--- Start of Given information ---

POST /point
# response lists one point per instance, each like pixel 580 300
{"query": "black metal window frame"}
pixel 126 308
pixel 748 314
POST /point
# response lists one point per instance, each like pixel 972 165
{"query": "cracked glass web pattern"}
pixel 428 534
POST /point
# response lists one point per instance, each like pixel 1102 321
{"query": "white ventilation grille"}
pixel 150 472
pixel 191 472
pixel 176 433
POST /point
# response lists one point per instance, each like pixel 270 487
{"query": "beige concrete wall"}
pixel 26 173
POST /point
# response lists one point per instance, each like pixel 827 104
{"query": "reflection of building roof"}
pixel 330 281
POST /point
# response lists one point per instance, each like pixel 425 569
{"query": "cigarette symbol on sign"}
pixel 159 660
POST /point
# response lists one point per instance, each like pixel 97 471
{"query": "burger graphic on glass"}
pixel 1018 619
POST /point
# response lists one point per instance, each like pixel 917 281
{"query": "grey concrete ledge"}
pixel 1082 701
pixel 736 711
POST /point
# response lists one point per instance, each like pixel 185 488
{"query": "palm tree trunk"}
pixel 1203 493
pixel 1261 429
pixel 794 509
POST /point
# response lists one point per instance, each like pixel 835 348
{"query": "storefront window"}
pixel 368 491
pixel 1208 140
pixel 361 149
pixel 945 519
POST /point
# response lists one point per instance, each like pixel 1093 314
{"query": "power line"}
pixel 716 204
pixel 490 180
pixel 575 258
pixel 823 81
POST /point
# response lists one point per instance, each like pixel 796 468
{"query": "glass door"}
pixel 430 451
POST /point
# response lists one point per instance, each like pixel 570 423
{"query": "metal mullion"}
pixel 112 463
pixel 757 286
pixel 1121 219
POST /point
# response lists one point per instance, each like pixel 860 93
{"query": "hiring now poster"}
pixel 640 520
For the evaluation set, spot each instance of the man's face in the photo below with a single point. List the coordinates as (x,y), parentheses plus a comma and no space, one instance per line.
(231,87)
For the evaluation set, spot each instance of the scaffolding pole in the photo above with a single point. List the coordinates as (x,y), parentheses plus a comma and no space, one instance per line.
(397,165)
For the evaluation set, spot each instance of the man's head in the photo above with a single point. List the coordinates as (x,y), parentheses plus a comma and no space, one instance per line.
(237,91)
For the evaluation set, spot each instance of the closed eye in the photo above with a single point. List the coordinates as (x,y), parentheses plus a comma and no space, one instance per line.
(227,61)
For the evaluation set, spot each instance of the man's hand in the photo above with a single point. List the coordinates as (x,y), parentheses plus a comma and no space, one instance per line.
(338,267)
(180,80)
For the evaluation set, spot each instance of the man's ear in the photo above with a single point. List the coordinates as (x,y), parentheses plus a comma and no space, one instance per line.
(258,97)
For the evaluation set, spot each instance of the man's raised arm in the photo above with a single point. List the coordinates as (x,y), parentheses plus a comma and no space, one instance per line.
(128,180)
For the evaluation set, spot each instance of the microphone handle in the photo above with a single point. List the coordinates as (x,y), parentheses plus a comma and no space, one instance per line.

--- End of Given information ---

▸ The request: Write each line above out exactly.

▸ Problem solution:
POST /point
# response lists one point per instance, each like pixel 580 300
{"query": "black metal window frame"}
pixel 126 308
pixel 748 314
POST /point
# response lists one point per instance, each like pixel 972 165
{"query": "cracked glass web pattern"}
pixel 428 534
POST /point
# response lists one point per instance, each like pixel 1102 321
{"query": "white ventilation grille"}
pixel 150 472
pixel 191 472
pixel 176 433
POST /point
# response lists one point per instance, each like pixel 270 487
{"query": "beige concrete wall"}
pixel 26 173
POST /point
# response lists one point per instance, each like pixel 827 104
{"query": "reflection of building roof"}
pixel 330 281
POST /point
# response lists one point per instance, each like pixel 425 569
{"query": "cigarette symbol on sign"}
pixel 159 660
POST /point
# response lists one point per instance, each like pixel 97 471
{"query": "burger graphic on glass"}
pixel 1018 619
POST /point
# response lists one point per instance, each like pixel 917 281
{"query": "grey concrete ledge"}
pixel 1082 701
pixel 736 711
POST /point
# response lists one point per instance, each like pixel 185 488
{"query": "palm tree trunk"}
pixel 1203 493
pixel 1261 429
pixel 794 509
POST /point
# response lists one point per instance, each like pixel 835 348
{"query": "storefront window"}
pixel 368 491
pixel 1208 140
pixel 361 149
pixel 945 519
POST /point
# response lists one point per instance, each like pixel 1093 314
{"query": "power line"}
pixel 716 204
pixel 490 180
pixel 575 258
pixel 823 81
POST /point
# response lists one point per instance, each like pixel 796 468
{"query": "glass door"}
pixel 430 451
POST /point
# response lists one point per instance, each like pixel 570 423
{"query": "metal mullion"}
pixel 112 463
pixel 757 286
pixel 1121 219
POST /point
# response lists one point per instance, each like pixel 860 93
{"query": "hiring now poster"}
pixel 640 520
For the evaluation set, spot each instance of the man's face in the photo below with a single point. List the coordinates as (x,y), parentheses plus a comma and no space, one instance per line.
(231,87)
For the evaluation set, spot each instance of the scaffolding pole in the photo above with a single point. List the coordinates as (x,y), parentheses plus a comma and no space, one instance per line.
(397,165)
For the evaluation set, spot each instance of the man's head in the photo above with a single point. List the coordinates as (x,y), parentheses plus a comma and no space, one instance per line.
(237,91)
For the evaluation set, spot each instance of the closed eye in the photo above with a single point. List the coordinates as (x,y), parentheses plus a comma and no space, one instance per line.
(227,61)
For the evaluation set, spot each instance of the man's hand in the photo above with a single point. List the coordinates as (x,y), parentheses plus a comma and no space, one instance per line.
(338,267)
(180,80)
For the evaluation set, spot each instance of the man's ear in the photo above with a single point. List the coordinates as (x,y), parentheses plus a comma and no space, one instance per line.
(258,97)
For the evaluation set, spot each instance of the man's raised arm in the photo above with a single point. List the coordinates as (x,y), parentheses plus a comma and no space, one instance per line.
(128,180)
For the evaluation set, spot each instance of the microphone handle in the photo above with a single point. List the coordinates as (x,y), parentheses plus a comma and no space, one instance per line.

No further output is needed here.